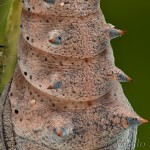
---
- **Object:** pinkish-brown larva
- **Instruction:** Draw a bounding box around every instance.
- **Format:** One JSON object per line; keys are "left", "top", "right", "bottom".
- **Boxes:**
{"left": 0, "top": 0, "right": 148, "bottom": 150}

--------------------------------------------------

EXERCISE DIRECTIONS:
The data above should be restated exactly, with its images dropped.

FINISHED EXERCISE:
---
- **Object:** pinkish-brown larva
- **Instruction:** Draw a bounding box around every instance.
- **Format:** One JSON object per line; keys are "left", "top", "right", "bottom".
- **Boxes:**
{"left": 0, "top": 0, "right": 148, "bottom": 150}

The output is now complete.